A big marlin fights too hard and dies on you. This most often occurs when a fish becomes tail wrapped on its first jumps, can't swim against the drag and slowly runs out of oxygen. Or, the fish just fights so hard that it dies and inevitably starts to sink.
Knowing what is happening before and while it is occurring comes with experience, and it takes vigilance and a keen understanding of the situation to correctly determine when to make your moves.

I had this happen to me with a nice big marlin when I was headed home from Cairns, Australia, this past season. We had a really nice one eat the lure and make a couple of big jumps at the beginning of the fight but during the rest of the battle she was just tough. The fish was constantly swimming out to sea, changing directions on us, and moving up and down in the water column.

I always make sure I know which way the current is going and how hard, so I can position the boat up-sea of the fish to try to get the marlin to come up to the surface and swim down-sea on top. We will also move around on the fish to change the direction of the pull of the leader. If we can get the leader to rub on the fish’s body differently, it may cause the fish to react, change direction and run for the surface.

After an hour or so, we had the double line out of the water and could see the leader coming off the tail of the fish. I knew she was wrapped and I wanted to catch her before she expired so we could release the fish. We pushed the angler and tackle hard when we had our chances. But the fish bolted for the depths and stopped swimming. Things didn’t look good.


If nothing you do with the boat makes the fish react or change the direction it is swimming and you seem to be at a stalemate, odds are the fish has died. The first thing to do in this situation is to position the boat up-current of the fish, pointing the bow into the current and using enough drag so the line only creeps off the reel.
"The goal is to fight the fish, not the tackle."
-- Capt. Tim Richardson
Bumping the boat in and out of gear forwards will keep the bow straight and the line out behind the boat, or off of one corner. Make sure the line can’t touch the covering board because with this much tension any impact on the line can be enough to break it.

Slowly pull away from the fish at a pace that does not allow line to pull off the reel. However, a little slow creep every now and again is ok. This slow release of line lets you know the drag is doing its job correctly.

If you have the drag maxed out and line continues to come off the reel, stop, and try to go really slow, even putting both hands on the spool to add more pressure if the tackle can handle it. You need to stop the line from rolling off the reel. If the preset was too low to begin with, back the drag off and tighten the preset, but use the rod tip and drag lever to find the point that stops the creep, don’t just slam the drag lever back to full.

#### LISTED ENTRIES:
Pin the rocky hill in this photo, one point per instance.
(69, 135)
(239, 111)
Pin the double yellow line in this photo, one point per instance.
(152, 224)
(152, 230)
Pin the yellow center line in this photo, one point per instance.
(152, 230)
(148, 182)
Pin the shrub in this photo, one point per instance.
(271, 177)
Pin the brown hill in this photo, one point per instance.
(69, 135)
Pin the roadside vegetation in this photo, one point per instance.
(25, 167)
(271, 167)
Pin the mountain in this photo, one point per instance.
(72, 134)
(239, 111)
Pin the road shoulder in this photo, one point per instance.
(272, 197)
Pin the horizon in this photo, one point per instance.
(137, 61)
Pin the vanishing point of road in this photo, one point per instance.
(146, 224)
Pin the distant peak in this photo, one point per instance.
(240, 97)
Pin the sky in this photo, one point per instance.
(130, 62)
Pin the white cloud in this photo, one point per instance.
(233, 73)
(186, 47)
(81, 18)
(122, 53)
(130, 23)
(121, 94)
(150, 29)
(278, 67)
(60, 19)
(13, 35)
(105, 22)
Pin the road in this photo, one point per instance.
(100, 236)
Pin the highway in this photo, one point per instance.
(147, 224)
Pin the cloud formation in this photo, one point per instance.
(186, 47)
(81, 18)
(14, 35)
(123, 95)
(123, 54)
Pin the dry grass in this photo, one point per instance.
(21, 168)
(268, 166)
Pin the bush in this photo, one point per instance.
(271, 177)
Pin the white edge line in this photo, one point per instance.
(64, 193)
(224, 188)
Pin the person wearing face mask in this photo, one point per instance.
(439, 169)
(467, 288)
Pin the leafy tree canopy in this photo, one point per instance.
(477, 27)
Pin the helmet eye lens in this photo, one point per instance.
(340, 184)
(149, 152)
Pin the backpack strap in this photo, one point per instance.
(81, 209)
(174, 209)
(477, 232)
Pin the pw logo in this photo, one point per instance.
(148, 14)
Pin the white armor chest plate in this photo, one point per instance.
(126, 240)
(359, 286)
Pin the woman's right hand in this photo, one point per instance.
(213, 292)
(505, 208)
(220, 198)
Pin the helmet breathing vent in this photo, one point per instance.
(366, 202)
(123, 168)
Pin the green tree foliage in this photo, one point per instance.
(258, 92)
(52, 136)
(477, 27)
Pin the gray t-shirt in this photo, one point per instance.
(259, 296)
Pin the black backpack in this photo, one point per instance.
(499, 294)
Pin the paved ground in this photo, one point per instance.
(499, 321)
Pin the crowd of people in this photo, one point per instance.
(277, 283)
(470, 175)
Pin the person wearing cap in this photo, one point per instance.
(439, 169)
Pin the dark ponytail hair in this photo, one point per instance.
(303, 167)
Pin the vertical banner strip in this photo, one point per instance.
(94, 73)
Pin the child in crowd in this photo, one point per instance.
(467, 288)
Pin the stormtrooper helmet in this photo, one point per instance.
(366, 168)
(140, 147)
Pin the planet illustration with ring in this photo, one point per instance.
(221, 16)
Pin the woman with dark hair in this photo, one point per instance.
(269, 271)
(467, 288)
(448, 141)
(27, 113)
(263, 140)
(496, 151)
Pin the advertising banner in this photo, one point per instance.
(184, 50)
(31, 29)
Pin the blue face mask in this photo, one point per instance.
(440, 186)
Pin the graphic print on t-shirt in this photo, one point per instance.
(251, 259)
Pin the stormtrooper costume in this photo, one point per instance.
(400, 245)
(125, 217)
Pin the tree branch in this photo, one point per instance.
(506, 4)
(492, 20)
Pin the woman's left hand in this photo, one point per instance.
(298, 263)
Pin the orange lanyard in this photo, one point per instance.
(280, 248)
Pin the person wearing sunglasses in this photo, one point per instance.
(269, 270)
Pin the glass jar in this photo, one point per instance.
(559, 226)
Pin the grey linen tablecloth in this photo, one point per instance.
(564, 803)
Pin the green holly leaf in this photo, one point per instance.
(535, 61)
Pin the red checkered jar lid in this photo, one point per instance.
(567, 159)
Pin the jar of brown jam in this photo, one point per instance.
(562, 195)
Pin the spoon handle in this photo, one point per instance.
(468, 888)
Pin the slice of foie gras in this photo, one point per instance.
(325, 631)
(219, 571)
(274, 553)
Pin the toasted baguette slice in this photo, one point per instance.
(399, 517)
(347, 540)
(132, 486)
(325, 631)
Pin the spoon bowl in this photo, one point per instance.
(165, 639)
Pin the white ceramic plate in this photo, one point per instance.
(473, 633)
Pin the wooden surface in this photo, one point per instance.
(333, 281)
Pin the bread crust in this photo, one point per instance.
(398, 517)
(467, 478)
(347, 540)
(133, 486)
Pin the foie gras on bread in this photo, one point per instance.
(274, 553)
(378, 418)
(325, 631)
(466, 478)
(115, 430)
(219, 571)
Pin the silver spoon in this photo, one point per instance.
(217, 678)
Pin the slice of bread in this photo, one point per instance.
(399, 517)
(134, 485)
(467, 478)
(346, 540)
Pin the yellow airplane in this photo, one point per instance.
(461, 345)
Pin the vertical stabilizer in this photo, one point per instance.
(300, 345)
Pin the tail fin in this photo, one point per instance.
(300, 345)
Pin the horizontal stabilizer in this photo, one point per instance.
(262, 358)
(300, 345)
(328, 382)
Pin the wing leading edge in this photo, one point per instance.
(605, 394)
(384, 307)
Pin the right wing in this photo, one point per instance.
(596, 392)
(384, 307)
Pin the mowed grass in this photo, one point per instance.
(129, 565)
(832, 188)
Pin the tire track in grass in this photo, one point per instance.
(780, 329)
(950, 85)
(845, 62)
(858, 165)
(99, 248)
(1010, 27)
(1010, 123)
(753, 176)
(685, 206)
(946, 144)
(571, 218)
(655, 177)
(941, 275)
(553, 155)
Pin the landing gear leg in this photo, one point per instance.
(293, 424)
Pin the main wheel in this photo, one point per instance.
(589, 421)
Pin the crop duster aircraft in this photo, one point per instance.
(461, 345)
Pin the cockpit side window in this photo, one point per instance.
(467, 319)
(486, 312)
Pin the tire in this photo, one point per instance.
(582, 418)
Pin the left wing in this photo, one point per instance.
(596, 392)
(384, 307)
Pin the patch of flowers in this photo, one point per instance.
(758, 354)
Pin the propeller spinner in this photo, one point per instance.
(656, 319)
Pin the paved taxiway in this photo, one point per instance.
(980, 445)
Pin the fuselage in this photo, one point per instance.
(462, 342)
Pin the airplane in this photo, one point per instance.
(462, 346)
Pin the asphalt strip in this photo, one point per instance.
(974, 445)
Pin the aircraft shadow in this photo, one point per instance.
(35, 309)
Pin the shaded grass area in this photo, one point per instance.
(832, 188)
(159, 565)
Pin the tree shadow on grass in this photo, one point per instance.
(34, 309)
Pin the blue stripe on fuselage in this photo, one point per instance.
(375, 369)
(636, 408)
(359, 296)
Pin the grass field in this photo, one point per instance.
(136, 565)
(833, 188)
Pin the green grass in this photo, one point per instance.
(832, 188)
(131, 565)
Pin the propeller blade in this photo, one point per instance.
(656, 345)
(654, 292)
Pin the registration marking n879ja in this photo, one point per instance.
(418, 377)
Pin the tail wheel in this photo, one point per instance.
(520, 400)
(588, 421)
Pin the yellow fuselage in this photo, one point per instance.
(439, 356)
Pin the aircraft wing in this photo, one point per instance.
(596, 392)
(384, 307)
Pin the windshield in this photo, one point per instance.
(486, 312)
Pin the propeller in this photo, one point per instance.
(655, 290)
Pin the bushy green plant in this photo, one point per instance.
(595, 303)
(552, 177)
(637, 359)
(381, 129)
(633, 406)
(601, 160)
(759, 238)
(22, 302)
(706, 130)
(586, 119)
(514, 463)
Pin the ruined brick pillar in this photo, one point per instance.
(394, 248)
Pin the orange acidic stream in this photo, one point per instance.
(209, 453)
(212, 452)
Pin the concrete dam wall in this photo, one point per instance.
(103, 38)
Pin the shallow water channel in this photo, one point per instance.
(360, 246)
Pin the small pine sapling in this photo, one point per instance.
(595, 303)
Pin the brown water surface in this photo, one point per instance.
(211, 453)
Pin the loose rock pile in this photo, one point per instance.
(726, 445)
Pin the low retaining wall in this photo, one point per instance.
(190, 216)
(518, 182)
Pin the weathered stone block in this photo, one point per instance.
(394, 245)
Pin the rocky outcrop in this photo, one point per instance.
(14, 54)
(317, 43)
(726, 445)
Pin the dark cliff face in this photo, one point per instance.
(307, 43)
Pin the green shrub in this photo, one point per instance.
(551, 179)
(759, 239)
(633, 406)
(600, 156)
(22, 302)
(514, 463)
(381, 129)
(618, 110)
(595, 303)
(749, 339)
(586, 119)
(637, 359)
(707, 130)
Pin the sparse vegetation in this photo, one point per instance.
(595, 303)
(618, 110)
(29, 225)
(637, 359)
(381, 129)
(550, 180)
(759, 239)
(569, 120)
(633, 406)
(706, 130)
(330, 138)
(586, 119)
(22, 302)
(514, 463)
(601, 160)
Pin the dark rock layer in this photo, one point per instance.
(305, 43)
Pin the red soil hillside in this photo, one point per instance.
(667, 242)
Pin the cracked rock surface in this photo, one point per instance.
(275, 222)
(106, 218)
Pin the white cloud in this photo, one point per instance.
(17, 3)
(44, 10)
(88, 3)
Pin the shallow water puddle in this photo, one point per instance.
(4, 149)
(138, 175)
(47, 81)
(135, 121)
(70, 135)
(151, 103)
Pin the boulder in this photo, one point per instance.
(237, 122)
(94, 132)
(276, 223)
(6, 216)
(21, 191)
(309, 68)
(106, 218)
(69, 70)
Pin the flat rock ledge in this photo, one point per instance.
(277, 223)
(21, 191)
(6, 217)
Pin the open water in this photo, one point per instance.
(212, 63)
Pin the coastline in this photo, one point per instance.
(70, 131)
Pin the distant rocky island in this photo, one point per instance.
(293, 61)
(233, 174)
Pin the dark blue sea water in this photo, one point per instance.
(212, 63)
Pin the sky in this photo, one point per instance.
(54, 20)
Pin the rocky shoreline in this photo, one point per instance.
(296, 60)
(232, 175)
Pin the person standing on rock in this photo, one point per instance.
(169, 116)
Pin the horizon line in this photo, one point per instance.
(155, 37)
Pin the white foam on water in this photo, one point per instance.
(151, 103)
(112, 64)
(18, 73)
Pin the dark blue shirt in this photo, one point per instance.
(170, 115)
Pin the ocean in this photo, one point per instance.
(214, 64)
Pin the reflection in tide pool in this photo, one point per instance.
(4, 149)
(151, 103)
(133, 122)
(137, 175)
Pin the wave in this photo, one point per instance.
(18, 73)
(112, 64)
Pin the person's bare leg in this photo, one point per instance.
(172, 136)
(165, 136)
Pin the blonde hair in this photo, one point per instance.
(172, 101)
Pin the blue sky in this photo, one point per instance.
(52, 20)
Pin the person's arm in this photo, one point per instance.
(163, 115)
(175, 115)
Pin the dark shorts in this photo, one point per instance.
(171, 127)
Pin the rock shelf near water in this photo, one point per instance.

#### GOALS:
a: Collect every line of the records that contains the string "vegetation" and copy each one.
b: Proceed with the passage on fighting a big marlin, picking up right after its last sentence.

#### ANSWERS GIVEN:
a:
Pin the roadside vegetation in this photo, one point per instance.
Pin the sparse vegetation in this photo, one point per instance.

b:
Once you have the boat moving in the right direction and you're not loosing line, keep going. I like to go at least 100 yards if possible. You need to get the belly out of the line. The belly is the large amount of line in the water from the fish’s initial run. Once the line is tight on the fish, as you bump forward, the only direction the fish can move is up toward the surface. Stopping the boat to shoot backwards and gain line will allow the fish to begin to sink again. If she is coming up, keep going. This also lets the angler rest and build up strength again while you do the hard work with the boat. This is why we use Dacron backing. If you gain one foot of Dacron, you have one foot of line. Dacron has no stretch compared to mono.

When the angle is good, then make sure the reel is in a gear ratio that your angler can wind on. With this much pressure, it may be the low gear. Shoot back and gain as much line as you can until the angle on the fish gets close to up and down. Typically the weight will come back onto the rod as you get closer to up and down. 

Then start moving again, back into the current. Try to maintain a slow trickle of line off the reel at most and you will get into a rhythm with your angler. I always watch the rod tip. That lets you know how much drag is on the rod and reel. If it loads up too much, it’s time to back off a bit. The line can only handle so much. Sometimes things break, and that can be hard to deal with, but you gave it your best shot.

It takes time and patience to get a big fish to come up. The last fish took 90 minutes to plane up. It’s not an easy or quick job. One thing to know, the higher in the water column the fish gets, the more buoyant it becomes and the last 100 feet will be easier. As you go back to gain the last bit of line, you can switch to high gear on the reel. The fish will start to float and pop up on top.

Another thing to note, Once I have an angle on the line that is working, I don’t change it. If the line is off to one side of the boat but coming in, leave it there. All of this maneuvering makes the hole from the hook in the fish’s mouth bigger. An unnecessary change of angle can dislodge the hook.

With light tackle, the rules are the same. Move up-current, pull away and try to use as much drag as possible while not high-sticking your rod. This technique can work on tough fish that have sounded too, like tuna.


I use Dacron backing on everything from 50 pounds on up, with about 800 yards of high-vis Marlin Braid Orange Spot Dacron, topped with 60 to 100 arm lengths of Amilan-T II pre-tested IGFA line, both available from Melton Tackle.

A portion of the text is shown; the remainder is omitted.